#### THE RECORDS
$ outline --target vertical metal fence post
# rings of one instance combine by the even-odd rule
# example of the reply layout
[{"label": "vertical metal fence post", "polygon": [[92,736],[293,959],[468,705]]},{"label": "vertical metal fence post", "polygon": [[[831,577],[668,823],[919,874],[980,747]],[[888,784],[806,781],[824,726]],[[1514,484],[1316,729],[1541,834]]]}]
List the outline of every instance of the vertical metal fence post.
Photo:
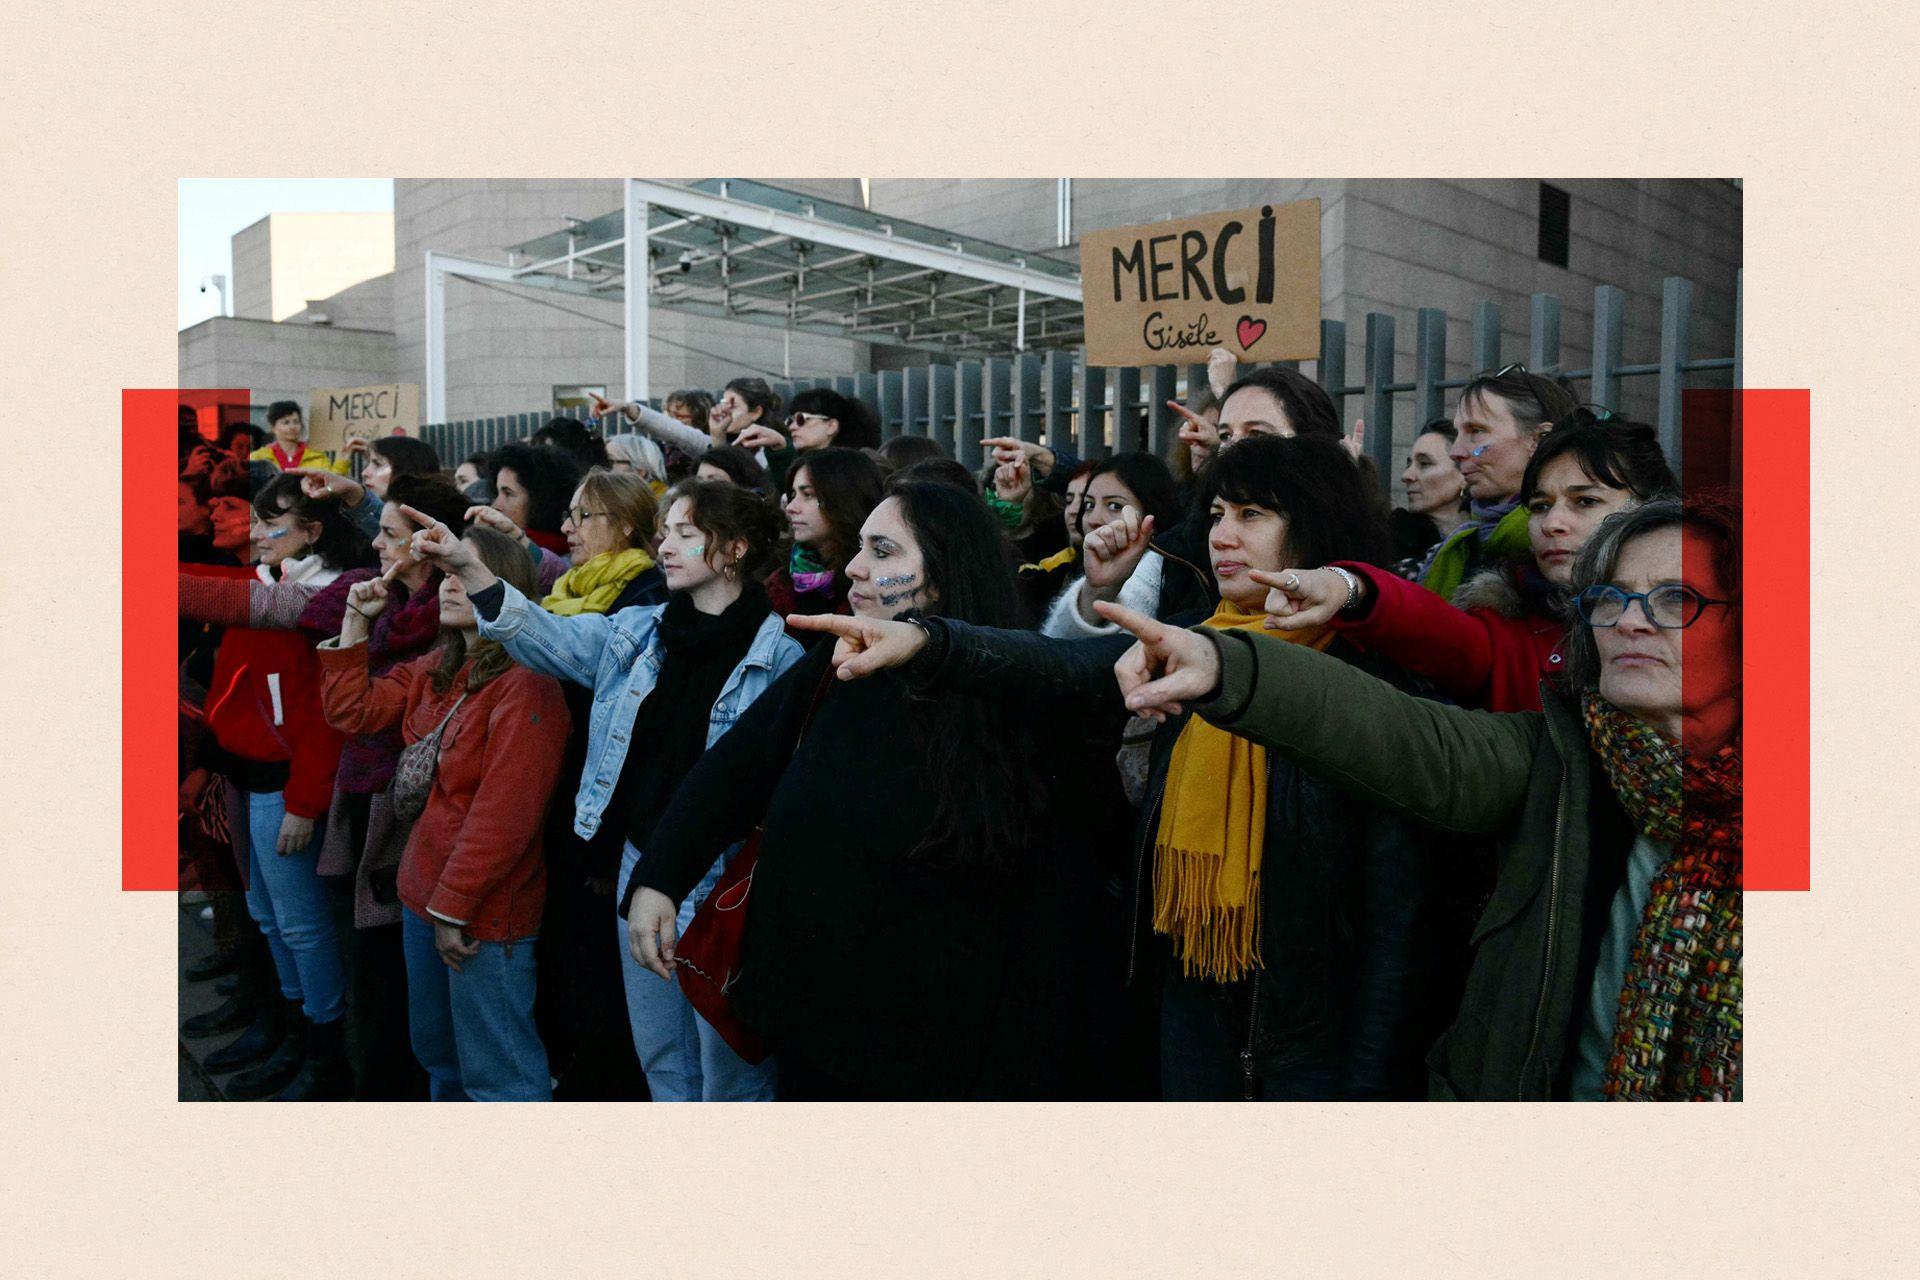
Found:
[{"label": "vertical metal fence post", "polygon": [[1527,330],[1527,368],[1535,373],[1560,368],[1560,299],[1550,293],[1533,295],[1532,323]]},{"label": "vertical metal fence post", "polygon": [[1380,468],[1380,484],[1387,487],[1393,472],[1393,317],[1367,313],[1367,454]]},{"label": "vertical metal fence post", "polygon": [[969,471],[982,461],[980,391],[983,381],[978,360],[963,360],[953,371],[953,456]]},{"label": "vertical metal fence post", "polygon": [[1746,371],[1740,363],[1740,312],[1746,292],[1746,269],[1743,267],[1733,273],[1733,440],[1731,455],[1727,460],[1728,469],[1733,472],[1733,488],[1738,493],[1744,489],[1741,478],[1746,461],[1741,456],[1746,449],[1745,396]]},{"label": "vertical metal fence post", "polygon": [[880,375],[880,438],[891,440],[906,434],[907,375],[901,369],[889,369]]},{"label": "vertical metal fence post", "polygon": [[1073,358],[1064,351],[1047,352],[1047,433],[1049,448],[1073,447]]},{"label": "vertical metal fence post", "polygon": [[916,365],[907,370],[907,415],[901,419],[901,435],[933,434],[927,425],[927,381],[926,365]]},{"label": "vertical metal fence post", "polygon": [[1107,456],[1107,371],[1080,366],[1080,456]]},{"label": "vertical metal fence post", "polygon": [[1440,384],[1447,377],[1447,313],[1422,307],[1414,323],[1413,430],[1420,432],[1440,416]]},{"label": "vertical metal fence post", "polygon": [[1660,447],[1680,472],[1680,364],[1693,329],[1693,281],[1668,276],[1660,286]]},{"label": "vertical metal fence post", "polygon": [[860,394],[860,384],[851,377],[835,378],[833,380],[833,389],[841,395],[848,397]]},{"label": "vertical metal fence post", "polygon": [[989,436],[1017,434],[1013,428],[1013,365],[1010,361],[989,360],[981,383],[985,395],[986,418],[982,426]]},{"label": "vertical metal fence post", "polygon": [[880,379],[875,375],[871,373],[857,375],[853,380],[853,394],[867,408],[875,413],[880,411]]},{"label": "vertical metal fence post", "polygon": [[1013,431],[1022,440],[1036,443],[1046,439],[1047,396],[1042,371],[1046,362],[1039,356],[1021,353],[1018,376],[1013,380]]},{"label": "vertical metal fence post", "polygon": [[1500,304],[1482,302],[1473,309],[1472,373],[1492,373],[1500,367]]},{"label": "vertical metal fence post", "polygon": [[1593,291],[1593,380],[1587,395],[1603,409],[1620,407],[1620,354],[1624,350],[1627,295],[1610,284]]},{"label": "vertical metal fence post", "polygon": [[1193,402],[1199,398],[1202,391],[1209,390],[1212,390],[1212,388],[1207,385],[1207,366],[1203,364],[1188,365],[1187,398],[1185,402],[1188,407],[1192,407]]},{"label": "vertical metal fence post", "polygon": [[1147,387],[1147,450],[1156,458],[1167,456],[1167,448],[1180,428],[1174,422],[1167,401],[1180,394],[1180,370],[1170,364],[1155,365]]},{"label": "vertical metal fence post", "polygon": [[928,368],[927,434],[953,452],[953,366],[936,364]]},{"label": "vertical metal fence post", "polygon": [[1140,370],[1120,368],[1113,371],[1113,451],[1130,453],[1144,449],[1140,430]]},{"label": "vertical metal fence post", "polygon": [[1333,416],[1347,420],[1347,322],[1320,322],[1320,358],[1314,361],[1313,374],[1320,389],[1333,397]]}]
########
EXERCISE DESCRIPTION:
Copy every line of the records above that contains "outline".

RESPONSE:
$ outline --target vertical metal fence post
List the outline of every instance of the vertical metal fence post.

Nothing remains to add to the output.